**What to do:**
A. Name every term the Gaussian process regression excerpt gives for approximation models that mimic a simulation model.
B. According to the Gaussian process regression excerpt, how are the residuals ε assumed to be distributed?
C. Pick up the Gaussian process regression excerpt from where it stops.

-- start of Source excerpt --

License: CC-BY-SA-NC.

<div style="font-size:22pt; line-height:25pt; font-weight:bold; text-align:center;">Gaussian Process Regression (practice session)</div>

# Introduction

A surrogate model is an engineering method used when an outcome of interest cannot be easily directly measured, so a model of the outcome is used instead. Most engineering design problems require experiments and/or simulations to evaluate design objective and constraint functions as function of the design variables. For example, in order to find the optimal airfoil shape for an aircraft wing, an engineer simulates the air flow around the wing for different shape variables (length, curvature, material, ...). For many real world problems, however, a single simulation can take many minutes, hours, or even days to complete. As a result, routine tasks such as design optimization, design space exploration, sensitivity analysis become near impossible since they require a great number of function evaluations.

One way of alleviating this burden is by constructing approximation models, known as surrogate models, response surface models, *metamodels* or emulators, that mimic the behavior of the simulation model as closely as possible while being computationally cheaper to evaluate. Surrogate models are constructed using a data-driven approach. The exact, inner working of the simulation code is not assumed to be known (or even understood), solely the input-output behavior is important.

There exist multiple ways to build an approximation of a function: Artificial Neural Networks, Radial Basis Functions, Support Vector Regressions... 
In all these metamodels (or surrogate models), a fundamental assumption is that the quantity of interest $y(x)$ can be written $(y(x) = \hat{y}(x) + \epsilon)$, where the residuals $\epsilon$ are independently and identically distributed normal random variables, so that fitting the model $\hat{y}(x)$ is performed by minimizing a measure over $\epsilon$.

For a practical example, take a look to this airfoil optimization tool: [http://mdolab.engin.umich.edu/webfoil](http://mdolab.engin.umich.edu/webfoil)

It has been constructed by lot of offline computations and an excellent tool developed jointly by University of Michigan, Nasa, Onera and ISAE-SUPAERO called SMT: [https://github.com/SMTorg/SMT](https://github.com/SMTorg/SMT)

The authors strongly encourage students to have a look to classical textbooks such as [1] (for the Machine learning community) or [2] (for the Aerospace engineering community).

[1]  Carl Edward Rasmussen. Gaussian Processes in Machine Learning. In Advanced lectures on machine learning, pages 63–71. Springer, 2004. Available for download at [http://www.gaussianprocess.org/gpml](http://www.gaussianprocess.org/gpml).<br>
[2]  Alexander Forrester, Andy Keane et al. Engineering design via surrogate modelling: a practical guide. John Wiley & Sons, 2008.

In [None]:
# Run this cell only to install smt in colab. If you run this notebook locally, just install smt from the terminal.

-- end of Source excerpt --
-- start of Data provided --

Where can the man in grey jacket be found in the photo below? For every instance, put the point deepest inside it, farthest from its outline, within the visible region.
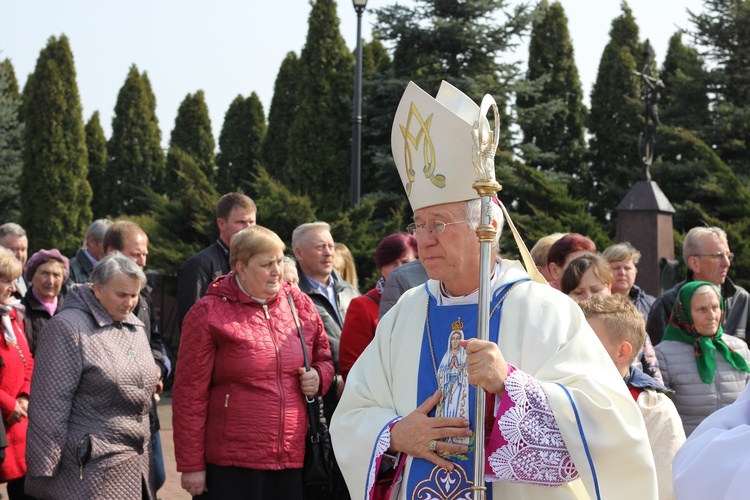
(314, 250)
(707, 256)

-- end of Data provided --

**Answers provided:**
A. surrogate models, response surface models, metamodels, emulators

B. As independently and identically distributed normal random variables.

C.
!pip install smt

# I. Gaussian Process Regression

The main idea behind Kriging is that the 'errors' -or more accurately, the deviations from the base model- in the predicted values $\hat{y}$, are not independent. Rather, we take the view that the errors are a systematic function of the locations of the samples.

Please recall your [previous course on GPR](https://github.com/erachelson/MLclass/blob/master/5%20-%20Gaussian%20Processes/Gaussian%20Processes.ipynb).

We wish to train a GPR model $\mathcal{G} = \lbrace \mathbf{X}, \mathbf{Y}, \theta \rbrace$ using the Squared Exponential function. The so-called SE Kernel is $k(x,x') =\sigma_f^2\exp\left(-\frac{(x-x')^2}{l^ 2}\right)$.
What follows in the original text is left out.